*JOBS*.
- 1) According to the article on Prince Charles, in what year was the bronze statue of him in Tocantins commissioned?
- 2) Reproduce word for word the part of the Prince Charles article that opens with the words "The Prince of" and closes with "to the environment.".

*ARTICLE*.
==*==

The Prince of Wales has been called many names in his 63 years, but even he might be surprised to learn that he is the Antichrist. According to a dozen online websites, he fulfils several criteria by which he can be identified as the "Beast" from the Book of Revelations: by his name, his heraldic symbols, the fact that he is "a despicable person who has not yet received a kingship". Happily for Prince Charles's feelings, he has also been designated "Saviour of the World" in the Brazilian rainforest. In the city of Tocantins, a life-size statue commissioned in 2002 shows him, in bronze, as a muscular, winged god, clad only in a loincloth. At his feet, a mass of bodies apparently trapped in mud represent the world he is saving through his enlightened approach to the environment.

==*==

*RAW RECORDS*.
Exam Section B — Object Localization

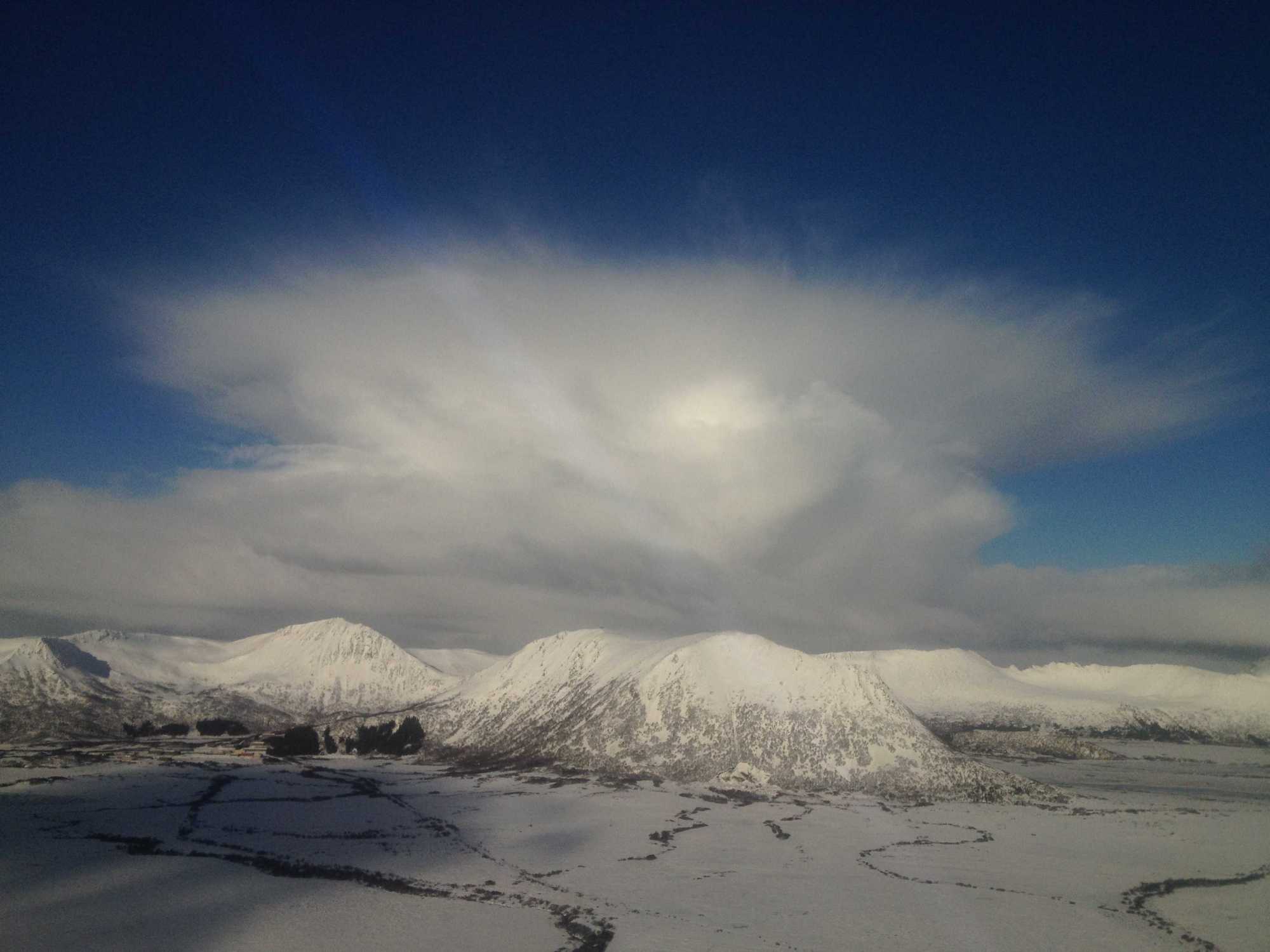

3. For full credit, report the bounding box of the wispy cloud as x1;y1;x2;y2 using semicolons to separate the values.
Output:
0;249;1255;649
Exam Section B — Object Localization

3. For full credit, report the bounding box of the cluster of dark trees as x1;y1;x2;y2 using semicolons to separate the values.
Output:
265;724;321;757
123;721;189;737
262;717;423;757
194;717;251;737
344;717;423;757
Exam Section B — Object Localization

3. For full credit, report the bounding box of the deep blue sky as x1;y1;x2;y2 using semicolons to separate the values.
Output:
0;3;1270;567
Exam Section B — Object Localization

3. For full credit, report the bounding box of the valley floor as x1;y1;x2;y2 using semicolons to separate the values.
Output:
0;741;1270;952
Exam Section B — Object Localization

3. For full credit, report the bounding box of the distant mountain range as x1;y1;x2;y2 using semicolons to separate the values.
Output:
834;649;1270;744
0;618;1270;798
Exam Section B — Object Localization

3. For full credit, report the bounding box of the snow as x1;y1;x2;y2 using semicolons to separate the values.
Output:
831;649;1270;743
409;630;1045;797
0;743;1270;952
406;647;507;678
0;618;457;737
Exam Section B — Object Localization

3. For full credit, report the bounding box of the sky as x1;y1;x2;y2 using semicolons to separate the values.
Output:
0;3;1270;670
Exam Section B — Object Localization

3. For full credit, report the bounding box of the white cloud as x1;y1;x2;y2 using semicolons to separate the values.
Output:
0;250;1266;665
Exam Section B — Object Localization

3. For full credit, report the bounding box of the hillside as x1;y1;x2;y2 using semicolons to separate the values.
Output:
420;630;1043;800
0;618;457;737
831;649;1270;743
405;647;507;678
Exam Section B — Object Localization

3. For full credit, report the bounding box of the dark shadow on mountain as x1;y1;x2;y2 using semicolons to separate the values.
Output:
42;638;110;678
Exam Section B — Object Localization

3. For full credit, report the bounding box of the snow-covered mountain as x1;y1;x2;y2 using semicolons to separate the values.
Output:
0;618;457;737
831;649;1270;743
0;638;292;740
406;647;507;678
1247;658;1270;678
60;618;455;716
409;630;1043;800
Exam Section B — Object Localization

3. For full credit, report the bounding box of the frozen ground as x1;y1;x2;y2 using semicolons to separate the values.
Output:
0;741;1270;952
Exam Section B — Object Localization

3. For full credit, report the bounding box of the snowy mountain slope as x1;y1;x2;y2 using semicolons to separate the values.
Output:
0;638;288;740
69;618;455;717
832;649;1270;743
1247;658;1270;678
420;630;1044;800
405;647;507;678
0;618;457;737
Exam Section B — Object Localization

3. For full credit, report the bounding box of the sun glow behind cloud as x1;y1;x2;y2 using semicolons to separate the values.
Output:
0;248;1267;665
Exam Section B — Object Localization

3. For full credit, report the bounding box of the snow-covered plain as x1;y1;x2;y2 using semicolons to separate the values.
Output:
0;741;1270;952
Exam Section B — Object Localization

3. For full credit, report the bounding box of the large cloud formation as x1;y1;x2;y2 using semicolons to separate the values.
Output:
0;249;1270;652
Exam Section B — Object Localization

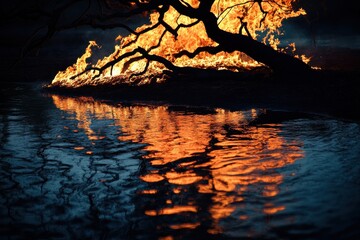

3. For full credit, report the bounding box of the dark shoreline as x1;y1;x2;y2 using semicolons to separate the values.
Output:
42;70;360;121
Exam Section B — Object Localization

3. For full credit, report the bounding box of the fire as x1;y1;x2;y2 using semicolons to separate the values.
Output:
49;0;306;88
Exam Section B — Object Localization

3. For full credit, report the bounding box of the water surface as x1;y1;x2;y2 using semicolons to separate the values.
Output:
0;82;360;239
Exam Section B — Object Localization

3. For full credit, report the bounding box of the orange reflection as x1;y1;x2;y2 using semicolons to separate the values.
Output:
145;206;197;216
52;96;304;233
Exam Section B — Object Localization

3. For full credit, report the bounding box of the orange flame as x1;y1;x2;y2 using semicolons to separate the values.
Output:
49;0;307;88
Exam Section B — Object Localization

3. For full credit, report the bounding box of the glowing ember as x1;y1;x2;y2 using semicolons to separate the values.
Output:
50;0;306;88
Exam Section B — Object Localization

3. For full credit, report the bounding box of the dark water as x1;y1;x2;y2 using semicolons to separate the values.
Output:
0;85;360;240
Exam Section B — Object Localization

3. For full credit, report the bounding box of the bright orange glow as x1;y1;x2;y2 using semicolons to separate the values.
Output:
46;0;307;88
53;96;304;233
145;206;197;216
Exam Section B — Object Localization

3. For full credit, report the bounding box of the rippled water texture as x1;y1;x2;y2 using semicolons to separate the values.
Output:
0;85;360;240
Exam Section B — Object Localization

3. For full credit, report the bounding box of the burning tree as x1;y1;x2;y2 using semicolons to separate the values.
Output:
40;0;311;87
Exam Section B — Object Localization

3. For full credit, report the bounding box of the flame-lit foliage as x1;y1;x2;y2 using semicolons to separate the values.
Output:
50;0;305;87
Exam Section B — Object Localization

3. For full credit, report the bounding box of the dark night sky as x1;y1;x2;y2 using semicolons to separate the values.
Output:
0;0;360;81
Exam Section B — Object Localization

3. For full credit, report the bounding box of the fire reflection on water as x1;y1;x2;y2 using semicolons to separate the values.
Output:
52;95;304;234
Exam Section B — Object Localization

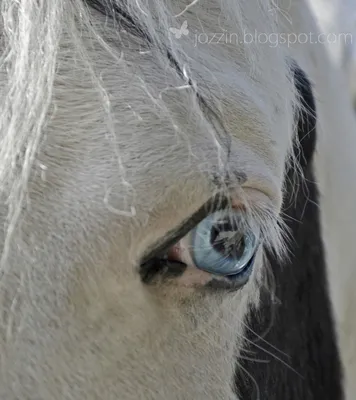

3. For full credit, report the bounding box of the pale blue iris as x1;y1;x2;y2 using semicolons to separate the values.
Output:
191;211;259;276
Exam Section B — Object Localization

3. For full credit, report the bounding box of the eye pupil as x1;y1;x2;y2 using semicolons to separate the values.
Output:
192;211;259;280
210;221;245;259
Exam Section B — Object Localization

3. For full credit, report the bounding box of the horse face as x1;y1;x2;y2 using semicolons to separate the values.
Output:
0;1;294;400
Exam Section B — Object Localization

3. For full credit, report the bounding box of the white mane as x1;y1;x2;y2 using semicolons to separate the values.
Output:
0;0;356;400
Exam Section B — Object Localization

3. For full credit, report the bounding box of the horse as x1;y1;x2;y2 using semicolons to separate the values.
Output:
0;0;356;400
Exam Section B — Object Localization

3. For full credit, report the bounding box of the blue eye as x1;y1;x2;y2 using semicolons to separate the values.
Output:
191;211;259;278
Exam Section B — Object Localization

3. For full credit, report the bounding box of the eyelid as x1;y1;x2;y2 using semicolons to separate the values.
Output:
141;194;229;264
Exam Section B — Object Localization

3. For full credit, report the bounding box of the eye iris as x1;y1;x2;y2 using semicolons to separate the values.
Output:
210;221;245;259
192;212;258;276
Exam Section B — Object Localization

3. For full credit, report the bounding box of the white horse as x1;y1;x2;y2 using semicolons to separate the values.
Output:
0;0;356;400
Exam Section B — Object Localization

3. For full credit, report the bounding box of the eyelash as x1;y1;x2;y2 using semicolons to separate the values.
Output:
140;206;259;286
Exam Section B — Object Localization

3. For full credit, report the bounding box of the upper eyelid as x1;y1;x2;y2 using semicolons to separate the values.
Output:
141;194;230;264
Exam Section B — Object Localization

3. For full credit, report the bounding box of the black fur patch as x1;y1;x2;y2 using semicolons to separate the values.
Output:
235;69;343;400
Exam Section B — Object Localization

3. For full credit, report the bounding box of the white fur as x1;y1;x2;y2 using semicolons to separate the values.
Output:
0;0;356;400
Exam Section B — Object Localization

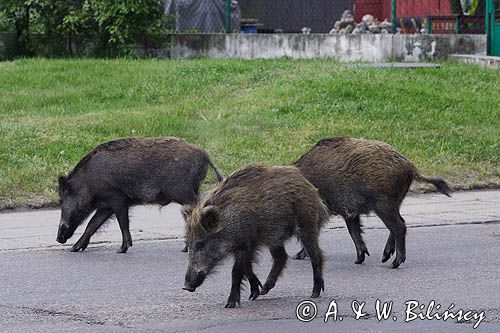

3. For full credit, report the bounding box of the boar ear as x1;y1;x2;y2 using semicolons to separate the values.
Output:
201;206;220;231
58;176;69;193
181;205;194;221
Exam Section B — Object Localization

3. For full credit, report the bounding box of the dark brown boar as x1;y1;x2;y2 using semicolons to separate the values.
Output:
184;165;329;308
57;137;222;253
294;137;451;268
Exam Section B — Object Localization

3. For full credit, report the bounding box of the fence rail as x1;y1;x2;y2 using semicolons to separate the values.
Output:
166;0;485;34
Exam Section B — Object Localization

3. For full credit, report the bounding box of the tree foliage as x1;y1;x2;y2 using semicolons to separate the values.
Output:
0;0;170;56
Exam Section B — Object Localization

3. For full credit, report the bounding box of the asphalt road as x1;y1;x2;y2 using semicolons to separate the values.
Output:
0;215;500;332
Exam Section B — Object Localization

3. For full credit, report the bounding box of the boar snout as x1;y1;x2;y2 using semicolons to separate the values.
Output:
182;271;206;292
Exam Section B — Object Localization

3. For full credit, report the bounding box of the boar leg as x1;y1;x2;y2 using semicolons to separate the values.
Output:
292;246;309;260
115;206;132;253
301;233;325;298
344;215;370;264
225;251;251;308
382;232;396;262
260;245;288;295
375;207;406;268
70;208;113;252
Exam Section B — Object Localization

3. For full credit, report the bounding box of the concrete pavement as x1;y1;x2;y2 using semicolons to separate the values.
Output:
0;191;500;250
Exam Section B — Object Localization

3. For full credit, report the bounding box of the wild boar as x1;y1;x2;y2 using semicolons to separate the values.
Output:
294;137;451;268
183;165;329;308
57;137;222;253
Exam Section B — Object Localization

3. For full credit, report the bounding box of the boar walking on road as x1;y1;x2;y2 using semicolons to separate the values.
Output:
57;137;222;253
294;137;451;268
183;165;329;308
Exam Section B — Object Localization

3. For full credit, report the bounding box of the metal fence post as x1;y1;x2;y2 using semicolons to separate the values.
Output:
226;0;231;33
391;0;397;34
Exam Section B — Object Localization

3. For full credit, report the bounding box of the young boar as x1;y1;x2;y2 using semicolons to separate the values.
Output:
294;137;451;268
57;137;222;253
183;165;329;308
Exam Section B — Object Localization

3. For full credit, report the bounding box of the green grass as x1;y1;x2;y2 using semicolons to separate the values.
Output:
0;59;500;207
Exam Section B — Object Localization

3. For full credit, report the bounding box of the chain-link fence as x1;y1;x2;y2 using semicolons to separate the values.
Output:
165;0;485;34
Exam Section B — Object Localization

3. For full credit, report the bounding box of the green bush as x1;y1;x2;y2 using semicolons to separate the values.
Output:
0;0;170;57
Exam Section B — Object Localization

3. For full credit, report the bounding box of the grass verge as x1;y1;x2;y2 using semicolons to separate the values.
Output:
0;59;500;208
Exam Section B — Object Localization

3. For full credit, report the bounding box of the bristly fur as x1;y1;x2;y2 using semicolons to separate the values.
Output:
294;136;451;267
183;164;329;300
58;137;222;252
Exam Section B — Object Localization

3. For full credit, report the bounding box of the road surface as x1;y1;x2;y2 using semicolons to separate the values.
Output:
0;191;500;332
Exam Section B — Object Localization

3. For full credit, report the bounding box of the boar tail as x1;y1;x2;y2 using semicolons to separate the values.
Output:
415;173;452;197
207;156;224;182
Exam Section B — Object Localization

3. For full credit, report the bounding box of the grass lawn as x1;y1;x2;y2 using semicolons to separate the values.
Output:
0;59;500;208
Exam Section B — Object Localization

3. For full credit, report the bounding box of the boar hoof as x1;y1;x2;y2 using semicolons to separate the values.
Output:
392;257;405;268
354;249;370;264
224;297;240;309
248;288;260;301
69;243;89;252
354;253;365;265
292;249;309;260
260;283;273;295
382;250;394;262
116;246;128;253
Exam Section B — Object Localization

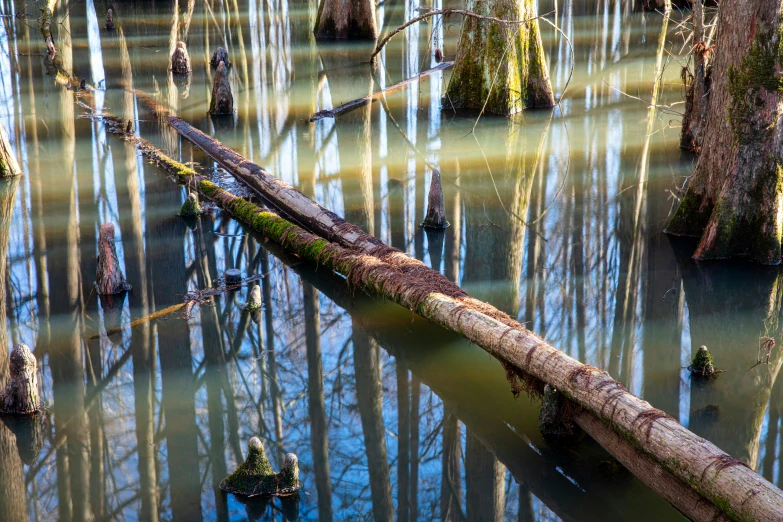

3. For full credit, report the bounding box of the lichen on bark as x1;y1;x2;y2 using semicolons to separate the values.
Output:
446;0;555;116
666;0;783;264
313;0;378;40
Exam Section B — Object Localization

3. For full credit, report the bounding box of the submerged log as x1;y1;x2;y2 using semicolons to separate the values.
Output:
0;343;41;415
95;223;130;295
209;47;231;67
310;61;454;122
190;177;783;520
421;169;449;228
171;42;191;75
209;62;234;116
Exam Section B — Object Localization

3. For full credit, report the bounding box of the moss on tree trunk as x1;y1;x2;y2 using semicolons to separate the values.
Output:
313;0;378;40
446;0;555;116
666;0;783;264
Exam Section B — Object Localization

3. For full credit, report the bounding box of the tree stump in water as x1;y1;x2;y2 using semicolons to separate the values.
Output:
220;437;302;497
95;223;130;295
421;169;449;228
209;62;234;116
0;343;41;415
171;42;191;74
209;47;231;67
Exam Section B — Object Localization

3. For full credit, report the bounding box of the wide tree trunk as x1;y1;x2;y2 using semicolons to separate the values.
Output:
313;0;378;40
666;0;783;264
445;0;555;116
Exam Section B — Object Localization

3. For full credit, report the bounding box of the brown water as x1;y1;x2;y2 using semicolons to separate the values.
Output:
0;0;783;521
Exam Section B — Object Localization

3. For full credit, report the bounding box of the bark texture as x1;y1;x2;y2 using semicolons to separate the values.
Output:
209;62;234;116
421;169;449;228
446;0;555;116
95;223;130;295
666;0;783;264
313;0;378;40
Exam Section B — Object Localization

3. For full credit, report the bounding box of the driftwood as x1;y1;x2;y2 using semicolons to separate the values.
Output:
171;42;191;75
209;62;234;116
310;61;454;121
0;343;41;415
95;223;130;295
161;118;783;520
191;177;783;520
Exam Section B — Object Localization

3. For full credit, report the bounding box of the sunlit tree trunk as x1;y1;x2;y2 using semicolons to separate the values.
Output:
313;0;378;40
666;0;783;264
444;0;555;116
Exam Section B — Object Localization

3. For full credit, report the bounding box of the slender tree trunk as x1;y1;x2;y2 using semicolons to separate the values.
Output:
666;0;783;264
446;0;555;116
313;0;378;40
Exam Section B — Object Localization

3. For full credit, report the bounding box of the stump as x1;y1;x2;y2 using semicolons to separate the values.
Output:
421;169;449;228
0;343;41;415
223;268;242;286
209;62;234;116
538;384;574;438
95;223;130;295
688;345;718;376
179;192;201;218
209;47;231;67
171;42;191;75
245;285;261;314
220;437;302;497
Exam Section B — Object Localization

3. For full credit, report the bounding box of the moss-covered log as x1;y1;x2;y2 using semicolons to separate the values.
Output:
313;0;378;40
199;176;783;520
666;0;783;264
446;0;555;116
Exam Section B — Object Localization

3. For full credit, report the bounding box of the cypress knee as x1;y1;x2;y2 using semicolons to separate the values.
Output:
171;42;191;74
209;62;234;116
95;223;130;295
0;343;41;414
209;47;231;67
421;169;449;228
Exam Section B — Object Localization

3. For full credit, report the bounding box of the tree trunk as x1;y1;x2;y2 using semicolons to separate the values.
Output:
666;0;783;264
313;0;378;40
444;0;555;116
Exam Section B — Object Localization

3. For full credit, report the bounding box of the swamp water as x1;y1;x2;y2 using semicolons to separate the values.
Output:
0;0;783;521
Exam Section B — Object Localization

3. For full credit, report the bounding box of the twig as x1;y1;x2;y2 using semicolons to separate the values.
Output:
370;9;554;62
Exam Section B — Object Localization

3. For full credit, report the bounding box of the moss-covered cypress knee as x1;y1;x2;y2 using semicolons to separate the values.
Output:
538;384;574;438
245;285;261;314
179;192;201;218
688;346;716;375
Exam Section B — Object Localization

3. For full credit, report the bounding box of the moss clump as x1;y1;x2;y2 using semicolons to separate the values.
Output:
179;192;201;218
688;346;716;375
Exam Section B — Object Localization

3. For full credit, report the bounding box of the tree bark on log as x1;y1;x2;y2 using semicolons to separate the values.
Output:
199;177;783;520
446;0;555;116
666;0;783;264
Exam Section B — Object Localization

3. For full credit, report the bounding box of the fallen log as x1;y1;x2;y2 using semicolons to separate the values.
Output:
309;62;454;122
169;118;783;521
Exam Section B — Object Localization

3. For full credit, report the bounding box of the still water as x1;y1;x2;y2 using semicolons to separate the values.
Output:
0;0;783;521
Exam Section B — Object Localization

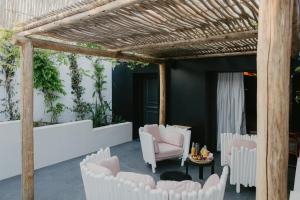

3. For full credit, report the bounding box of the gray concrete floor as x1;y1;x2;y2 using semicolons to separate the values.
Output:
0;141;295;200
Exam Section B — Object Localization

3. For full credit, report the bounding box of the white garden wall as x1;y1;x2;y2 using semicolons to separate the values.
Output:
0;120;132;180
0;56;113;122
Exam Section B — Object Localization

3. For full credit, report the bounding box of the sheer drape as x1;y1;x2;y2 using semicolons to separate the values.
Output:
217;73;246;150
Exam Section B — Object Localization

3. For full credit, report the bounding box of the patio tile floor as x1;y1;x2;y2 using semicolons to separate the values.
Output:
0;141;295;200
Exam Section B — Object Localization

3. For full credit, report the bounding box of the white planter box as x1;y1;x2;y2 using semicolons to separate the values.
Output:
0;120;132;180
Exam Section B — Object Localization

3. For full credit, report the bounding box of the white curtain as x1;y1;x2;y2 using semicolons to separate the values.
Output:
217;73;246;150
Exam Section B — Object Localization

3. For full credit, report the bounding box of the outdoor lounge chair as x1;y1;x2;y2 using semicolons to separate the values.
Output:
139;124;191;173
80;148;228;200
221;133;256;193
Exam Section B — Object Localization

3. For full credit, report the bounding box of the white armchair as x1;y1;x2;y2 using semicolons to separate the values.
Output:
221;133;256;193
139;125;191;173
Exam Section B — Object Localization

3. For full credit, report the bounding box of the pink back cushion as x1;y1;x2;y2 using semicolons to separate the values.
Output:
162;126;184;147
144;124;161;142
227;139;256;155
97;156;120;176
86;162;113;176
203;174;220;191
117;172;155;189
157;181;201;193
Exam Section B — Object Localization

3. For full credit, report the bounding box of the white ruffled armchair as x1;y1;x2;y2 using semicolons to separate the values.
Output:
139;124;191;173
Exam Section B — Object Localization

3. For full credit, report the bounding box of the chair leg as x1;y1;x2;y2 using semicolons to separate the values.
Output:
151;164;156;174
236;183;241;193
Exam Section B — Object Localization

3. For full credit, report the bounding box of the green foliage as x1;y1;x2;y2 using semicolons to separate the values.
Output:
91;99;111;127
33;50;66;123
68;54;91;120
87;58;111;127
111;114;126;124
0;30;20;120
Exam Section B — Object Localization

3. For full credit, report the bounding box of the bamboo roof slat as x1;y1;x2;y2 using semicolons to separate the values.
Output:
13;0;300;59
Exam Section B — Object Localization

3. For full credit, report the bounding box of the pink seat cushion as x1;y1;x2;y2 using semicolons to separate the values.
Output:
155;142;183;161
144;124;161;142
161;126;184;147
156;181;201;193
97;156;120;176
86;162;113;176
227;139;256;155
117;172;155;189
153;139;159;153
202;174;220;191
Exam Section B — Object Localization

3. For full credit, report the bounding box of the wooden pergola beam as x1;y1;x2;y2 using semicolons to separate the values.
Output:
19;39;34;200
256;0;294;200
159;63;166;125
292;0;300;57
165;51;256;60
15;36;164;63
116;30;257;51
17;0;143;36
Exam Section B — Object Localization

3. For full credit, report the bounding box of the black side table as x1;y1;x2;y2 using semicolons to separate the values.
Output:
160;171;192;181
185;157;215;179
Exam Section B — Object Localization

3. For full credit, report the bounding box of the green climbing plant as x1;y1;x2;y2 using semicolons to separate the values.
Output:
33;49;66;123
67;54;91;120
0;30;20;120
87;58;111;127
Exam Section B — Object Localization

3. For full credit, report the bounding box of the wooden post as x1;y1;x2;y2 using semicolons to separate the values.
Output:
19;39;34;200
256;0;294;200
159;64;166;124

==*==

*SOLUTIONS TO EACH TASK*.
- 1) 2002

- 2)
The Prince of Wales has been called many names in his 63 years, but even he might be surprised to learn that he is the Antichrist. According to a dozen online websites, he fulfils several criteria by which he can be identified as the "Beast" from the Book of Revelations: by his name, his heraldic symbols, the fact that he is "a despicable person who has not yet received a kingship". Happily for Prince Charles's feelings, he has also been designated "Saviour of the World" in the Brazilian rainforest. In the city of Tocantins, a life-size statue commissioned in 2002 shows him, in bronze, as a muscular, winged god, clad only in a loincloth. At his feet, a mass of bodies apparently trapped in mud represent the world he is saving through his enlightened approach to the environment.